Complete the following:
1. According to the profile of Nick Roe, in what year did he first enter the prime brokerage industry in London?
2. Carry on the profile of Nick Roe from the point where it stops.

Selected extract:
▼▼▼
Roe, Nick

Managing Director and Global Head of Prime Finance • Citi When Nick Roe first entered the prime brokerage industry in London in 1994, the business was not a complicated one. "The collateralized lending was very basic, but that was the value

Inducted: 2013

Managing Director and Global Head of Prime Finance • Citi

Nick RoeWhen Nick Roe first entered the prime brokerage industry in London in 1994, the business was not a complicated one. “The collateralized lending was very basic, but that was the value proposition,” says the man who is now global head of prime finance at Citi in London. It was only the decision of former Magellan Fund superstar Jeff Vinik to set up a hedge fund that prompted Morgan Stanley to develop hedge fund start-up and prime brokerage capabilities in London at all. They were part of the price of winning his business, or so says Nick Roe, and he should know: He was working there at the time.
▲▲▲
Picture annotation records
▼▼▼
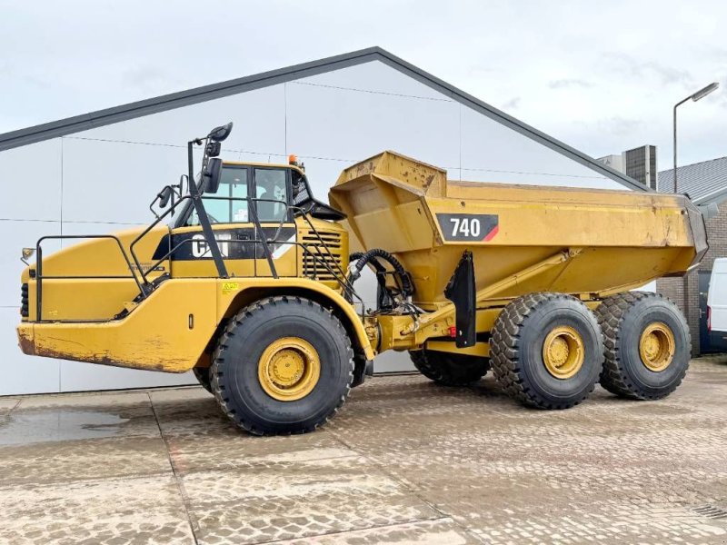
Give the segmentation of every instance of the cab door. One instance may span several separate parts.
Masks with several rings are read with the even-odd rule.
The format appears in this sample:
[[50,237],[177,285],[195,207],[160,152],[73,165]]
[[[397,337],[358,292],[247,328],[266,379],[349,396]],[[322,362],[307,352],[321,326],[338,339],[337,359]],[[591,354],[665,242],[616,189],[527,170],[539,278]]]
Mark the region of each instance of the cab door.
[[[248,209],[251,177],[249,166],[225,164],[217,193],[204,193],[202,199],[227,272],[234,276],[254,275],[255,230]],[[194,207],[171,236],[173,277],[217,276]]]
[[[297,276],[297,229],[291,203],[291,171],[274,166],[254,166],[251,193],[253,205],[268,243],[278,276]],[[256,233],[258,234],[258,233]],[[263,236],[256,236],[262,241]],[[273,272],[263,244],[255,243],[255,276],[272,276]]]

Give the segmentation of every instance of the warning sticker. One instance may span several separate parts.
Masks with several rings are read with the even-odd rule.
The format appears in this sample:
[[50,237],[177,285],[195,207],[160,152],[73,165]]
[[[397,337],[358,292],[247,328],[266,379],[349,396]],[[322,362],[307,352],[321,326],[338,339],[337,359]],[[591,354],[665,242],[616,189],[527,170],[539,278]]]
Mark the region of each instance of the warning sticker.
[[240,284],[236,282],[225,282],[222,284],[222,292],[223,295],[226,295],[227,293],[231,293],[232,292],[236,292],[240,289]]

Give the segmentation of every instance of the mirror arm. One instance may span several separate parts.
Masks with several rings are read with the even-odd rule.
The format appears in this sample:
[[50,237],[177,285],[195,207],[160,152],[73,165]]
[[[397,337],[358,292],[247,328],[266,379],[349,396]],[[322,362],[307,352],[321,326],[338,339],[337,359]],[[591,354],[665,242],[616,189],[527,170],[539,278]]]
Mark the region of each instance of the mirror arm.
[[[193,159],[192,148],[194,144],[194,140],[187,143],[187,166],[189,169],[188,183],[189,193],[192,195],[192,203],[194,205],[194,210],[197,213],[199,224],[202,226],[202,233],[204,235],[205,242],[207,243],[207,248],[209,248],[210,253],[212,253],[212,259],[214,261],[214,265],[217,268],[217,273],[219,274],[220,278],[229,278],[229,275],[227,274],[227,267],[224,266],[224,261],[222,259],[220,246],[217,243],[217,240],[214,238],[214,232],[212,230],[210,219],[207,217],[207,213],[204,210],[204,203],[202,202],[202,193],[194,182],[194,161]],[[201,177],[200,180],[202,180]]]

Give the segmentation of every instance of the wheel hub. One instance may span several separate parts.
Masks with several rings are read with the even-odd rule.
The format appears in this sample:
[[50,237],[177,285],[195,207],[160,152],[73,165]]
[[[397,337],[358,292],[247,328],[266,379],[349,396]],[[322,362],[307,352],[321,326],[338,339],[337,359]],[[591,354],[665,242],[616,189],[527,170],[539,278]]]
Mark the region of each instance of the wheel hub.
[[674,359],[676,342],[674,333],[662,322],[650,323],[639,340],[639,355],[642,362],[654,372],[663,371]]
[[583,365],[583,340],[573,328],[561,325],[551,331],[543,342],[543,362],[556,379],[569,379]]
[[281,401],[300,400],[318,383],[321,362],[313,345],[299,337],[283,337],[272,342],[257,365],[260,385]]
▲▲▲
▼▼▼
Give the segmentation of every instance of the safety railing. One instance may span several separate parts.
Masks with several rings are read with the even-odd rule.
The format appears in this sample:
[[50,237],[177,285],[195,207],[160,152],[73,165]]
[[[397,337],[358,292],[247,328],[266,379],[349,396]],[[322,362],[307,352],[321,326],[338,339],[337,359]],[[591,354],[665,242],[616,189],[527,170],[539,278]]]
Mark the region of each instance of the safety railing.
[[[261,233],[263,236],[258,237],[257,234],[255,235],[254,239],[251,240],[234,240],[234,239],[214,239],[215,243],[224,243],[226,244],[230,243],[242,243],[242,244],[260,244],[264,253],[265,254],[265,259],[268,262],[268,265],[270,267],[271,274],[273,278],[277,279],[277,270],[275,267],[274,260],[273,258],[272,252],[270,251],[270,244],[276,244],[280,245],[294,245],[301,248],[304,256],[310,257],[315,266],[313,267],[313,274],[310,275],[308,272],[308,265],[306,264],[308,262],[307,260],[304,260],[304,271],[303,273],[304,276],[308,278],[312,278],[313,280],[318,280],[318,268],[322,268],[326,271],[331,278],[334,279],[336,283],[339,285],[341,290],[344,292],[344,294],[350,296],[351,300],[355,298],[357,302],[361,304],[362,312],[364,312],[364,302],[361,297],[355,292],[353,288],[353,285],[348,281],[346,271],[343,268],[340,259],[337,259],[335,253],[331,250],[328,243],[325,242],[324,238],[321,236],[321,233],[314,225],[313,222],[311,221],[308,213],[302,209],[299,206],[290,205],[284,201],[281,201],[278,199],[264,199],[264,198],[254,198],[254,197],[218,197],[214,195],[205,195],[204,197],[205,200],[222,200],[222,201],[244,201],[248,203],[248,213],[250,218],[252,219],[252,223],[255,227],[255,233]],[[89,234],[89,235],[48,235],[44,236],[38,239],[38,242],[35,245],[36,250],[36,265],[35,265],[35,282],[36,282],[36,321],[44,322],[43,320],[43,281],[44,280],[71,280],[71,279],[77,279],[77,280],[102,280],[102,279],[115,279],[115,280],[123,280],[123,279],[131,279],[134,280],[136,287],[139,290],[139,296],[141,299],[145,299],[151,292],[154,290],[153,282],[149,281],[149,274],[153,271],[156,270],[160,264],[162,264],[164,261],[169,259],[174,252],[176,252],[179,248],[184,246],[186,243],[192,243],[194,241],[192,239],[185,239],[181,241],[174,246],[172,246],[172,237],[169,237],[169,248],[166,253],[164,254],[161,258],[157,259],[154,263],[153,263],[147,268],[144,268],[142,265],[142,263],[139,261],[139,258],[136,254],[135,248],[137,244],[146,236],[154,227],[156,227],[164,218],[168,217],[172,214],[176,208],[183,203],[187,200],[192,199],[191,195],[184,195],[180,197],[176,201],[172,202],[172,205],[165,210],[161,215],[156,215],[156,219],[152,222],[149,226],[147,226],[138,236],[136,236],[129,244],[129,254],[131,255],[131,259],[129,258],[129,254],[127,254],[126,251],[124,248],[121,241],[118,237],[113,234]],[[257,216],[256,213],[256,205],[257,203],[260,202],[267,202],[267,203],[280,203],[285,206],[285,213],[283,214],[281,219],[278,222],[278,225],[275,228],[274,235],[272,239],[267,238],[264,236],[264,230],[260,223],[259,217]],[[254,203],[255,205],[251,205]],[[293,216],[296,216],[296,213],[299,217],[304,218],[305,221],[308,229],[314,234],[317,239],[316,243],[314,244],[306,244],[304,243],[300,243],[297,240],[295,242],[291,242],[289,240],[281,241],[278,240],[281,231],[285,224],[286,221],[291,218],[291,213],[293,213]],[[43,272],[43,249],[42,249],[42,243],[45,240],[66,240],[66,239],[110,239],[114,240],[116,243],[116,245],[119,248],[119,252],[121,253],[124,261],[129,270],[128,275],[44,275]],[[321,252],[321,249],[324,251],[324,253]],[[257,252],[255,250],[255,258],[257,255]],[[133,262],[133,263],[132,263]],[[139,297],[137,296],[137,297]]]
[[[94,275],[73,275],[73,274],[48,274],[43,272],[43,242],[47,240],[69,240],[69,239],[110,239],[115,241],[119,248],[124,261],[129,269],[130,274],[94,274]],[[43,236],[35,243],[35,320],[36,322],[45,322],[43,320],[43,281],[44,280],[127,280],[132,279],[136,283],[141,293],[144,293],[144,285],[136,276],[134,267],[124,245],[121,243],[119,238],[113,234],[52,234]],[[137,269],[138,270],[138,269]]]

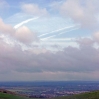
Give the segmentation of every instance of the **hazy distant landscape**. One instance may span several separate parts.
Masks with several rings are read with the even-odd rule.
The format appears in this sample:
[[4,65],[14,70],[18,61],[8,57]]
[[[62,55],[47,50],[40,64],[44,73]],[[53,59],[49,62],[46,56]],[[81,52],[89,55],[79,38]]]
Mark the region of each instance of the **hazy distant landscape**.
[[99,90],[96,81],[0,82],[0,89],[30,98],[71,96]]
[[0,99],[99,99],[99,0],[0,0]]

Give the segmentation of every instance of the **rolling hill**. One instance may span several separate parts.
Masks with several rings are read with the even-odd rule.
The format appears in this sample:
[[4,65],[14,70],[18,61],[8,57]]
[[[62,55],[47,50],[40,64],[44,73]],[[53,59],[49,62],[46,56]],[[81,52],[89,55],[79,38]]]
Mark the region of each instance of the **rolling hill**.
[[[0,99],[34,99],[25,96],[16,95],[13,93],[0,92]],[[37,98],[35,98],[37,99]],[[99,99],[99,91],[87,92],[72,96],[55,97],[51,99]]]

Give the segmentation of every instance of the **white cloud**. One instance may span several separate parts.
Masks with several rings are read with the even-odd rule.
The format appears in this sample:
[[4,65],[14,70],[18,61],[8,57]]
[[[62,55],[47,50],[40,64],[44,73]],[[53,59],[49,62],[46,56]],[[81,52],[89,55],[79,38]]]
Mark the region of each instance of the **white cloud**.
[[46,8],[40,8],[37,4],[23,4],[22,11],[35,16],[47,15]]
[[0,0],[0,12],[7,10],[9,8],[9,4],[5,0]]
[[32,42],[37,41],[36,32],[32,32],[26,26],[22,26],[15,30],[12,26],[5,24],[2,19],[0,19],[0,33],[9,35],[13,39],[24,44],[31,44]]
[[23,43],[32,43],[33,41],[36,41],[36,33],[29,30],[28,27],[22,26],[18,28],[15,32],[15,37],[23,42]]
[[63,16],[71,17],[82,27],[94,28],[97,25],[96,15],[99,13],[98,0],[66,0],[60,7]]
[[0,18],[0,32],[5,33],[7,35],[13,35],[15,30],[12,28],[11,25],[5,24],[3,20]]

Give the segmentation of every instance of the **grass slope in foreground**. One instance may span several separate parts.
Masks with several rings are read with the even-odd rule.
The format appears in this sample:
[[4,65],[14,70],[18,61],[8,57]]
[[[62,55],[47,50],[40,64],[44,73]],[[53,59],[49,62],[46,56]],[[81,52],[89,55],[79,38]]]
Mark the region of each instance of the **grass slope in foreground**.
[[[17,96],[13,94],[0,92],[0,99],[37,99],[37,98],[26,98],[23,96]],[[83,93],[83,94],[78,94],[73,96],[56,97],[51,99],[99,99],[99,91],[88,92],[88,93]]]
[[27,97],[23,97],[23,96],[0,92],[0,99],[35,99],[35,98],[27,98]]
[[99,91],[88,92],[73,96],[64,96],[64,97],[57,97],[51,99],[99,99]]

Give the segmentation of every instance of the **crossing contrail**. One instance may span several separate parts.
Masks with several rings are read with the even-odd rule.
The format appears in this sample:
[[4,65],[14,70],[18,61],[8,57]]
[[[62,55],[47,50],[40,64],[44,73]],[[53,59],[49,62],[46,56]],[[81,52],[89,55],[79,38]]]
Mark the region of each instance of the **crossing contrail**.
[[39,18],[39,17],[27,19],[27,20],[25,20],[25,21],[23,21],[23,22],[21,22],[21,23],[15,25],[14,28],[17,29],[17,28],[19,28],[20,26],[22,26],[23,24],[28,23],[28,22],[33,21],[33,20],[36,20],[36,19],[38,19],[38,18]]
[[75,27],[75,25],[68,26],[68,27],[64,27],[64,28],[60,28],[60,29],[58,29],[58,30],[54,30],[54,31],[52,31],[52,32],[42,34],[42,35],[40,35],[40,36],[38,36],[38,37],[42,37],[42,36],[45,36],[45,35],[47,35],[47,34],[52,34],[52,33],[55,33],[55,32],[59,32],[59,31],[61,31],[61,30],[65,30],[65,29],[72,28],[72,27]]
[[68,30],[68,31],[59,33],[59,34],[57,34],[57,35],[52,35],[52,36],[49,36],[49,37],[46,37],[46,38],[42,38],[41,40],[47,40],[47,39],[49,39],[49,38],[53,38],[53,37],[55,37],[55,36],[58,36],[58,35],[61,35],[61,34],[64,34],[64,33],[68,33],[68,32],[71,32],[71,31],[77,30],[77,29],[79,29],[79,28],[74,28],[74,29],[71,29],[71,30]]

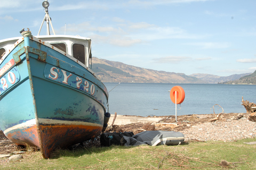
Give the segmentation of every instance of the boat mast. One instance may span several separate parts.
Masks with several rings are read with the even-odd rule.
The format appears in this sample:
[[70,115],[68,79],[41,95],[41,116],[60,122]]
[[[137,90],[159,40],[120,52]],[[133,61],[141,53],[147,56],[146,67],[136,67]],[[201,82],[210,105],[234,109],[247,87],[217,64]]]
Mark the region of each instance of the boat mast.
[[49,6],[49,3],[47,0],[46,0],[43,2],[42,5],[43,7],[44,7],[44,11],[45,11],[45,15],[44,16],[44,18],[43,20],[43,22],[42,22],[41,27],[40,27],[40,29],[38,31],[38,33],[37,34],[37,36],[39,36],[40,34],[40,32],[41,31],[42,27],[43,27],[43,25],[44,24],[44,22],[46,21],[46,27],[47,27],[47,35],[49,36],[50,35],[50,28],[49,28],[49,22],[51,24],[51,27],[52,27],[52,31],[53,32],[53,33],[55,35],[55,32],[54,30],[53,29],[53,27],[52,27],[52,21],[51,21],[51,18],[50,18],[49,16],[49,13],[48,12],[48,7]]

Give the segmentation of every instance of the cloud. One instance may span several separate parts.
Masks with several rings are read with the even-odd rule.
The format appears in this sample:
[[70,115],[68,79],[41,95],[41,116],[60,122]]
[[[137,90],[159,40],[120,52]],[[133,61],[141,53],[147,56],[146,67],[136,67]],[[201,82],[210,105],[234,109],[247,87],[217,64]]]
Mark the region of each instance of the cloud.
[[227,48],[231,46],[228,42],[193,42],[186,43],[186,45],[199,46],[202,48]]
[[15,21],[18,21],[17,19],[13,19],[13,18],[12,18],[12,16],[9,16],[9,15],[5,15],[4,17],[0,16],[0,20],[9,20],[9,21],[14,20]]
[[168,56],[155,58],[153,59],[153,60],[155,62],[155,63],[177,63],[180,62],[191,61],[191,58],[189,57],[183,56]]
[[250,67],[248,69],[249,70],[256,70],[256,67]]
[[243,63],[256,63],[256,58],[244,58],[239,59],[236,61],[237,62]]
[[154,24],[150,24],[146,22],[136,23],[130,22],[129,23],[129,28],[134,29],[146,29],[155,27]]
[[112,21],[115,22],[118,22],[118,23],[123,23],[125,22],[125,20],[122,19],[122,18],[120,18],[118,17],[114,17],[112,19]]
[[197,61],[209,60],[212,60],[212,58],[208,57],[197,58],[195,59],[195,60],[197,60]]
▲▲▲
The responses:
1. 1994

2.
Once Goldman Sachs entered the business as well, adds Roe, prime brokerage evolved quite quickly into its classic form, in which financing was commoditized and competitive differentiation was sought among so-called “value-added” services offered on a consultancy basis. “That changed last year, when all of sudden balance sheet became available only at a premium again,” explains Roe. “Now we are back to who has the bigger balance sheet, who can cover the most markets, and who can help distribute assets into these funds. Capital introduction has become a capital raising function again. When we talk to hedge funds, the most important thing to them is getting assets in the door-and they are willing to pay for that. The business has gone back, in some respects, to where we were in 1994, when funding and balance sheet and capital raising were the priorities.”

 But Roe thinks the business will be different in future in one important respect, stemming from the renewed emphasis on counterparty risk and the security of assets. “The challenge now is to offer other services at the bank across the life cycle of the transaction with the prime brokerage platform,” he explains. “How do you join up the financing with execution services right the way through to custody and fund administration? How do you deliver the firm to institutional investors as well as the hedge funds?”

Finding answers to those questions is exactly what Roe is now working on at Citi. Luckily he understands well the ex-Bisys offering that is at the heart of the Citi hedge fund administration service-because it is based on the platform built by Hemisphere, a firm with which Roe established an alliance when he was in the prime brokerage group at Morgan Stanley in the years before it was sold to Bisys.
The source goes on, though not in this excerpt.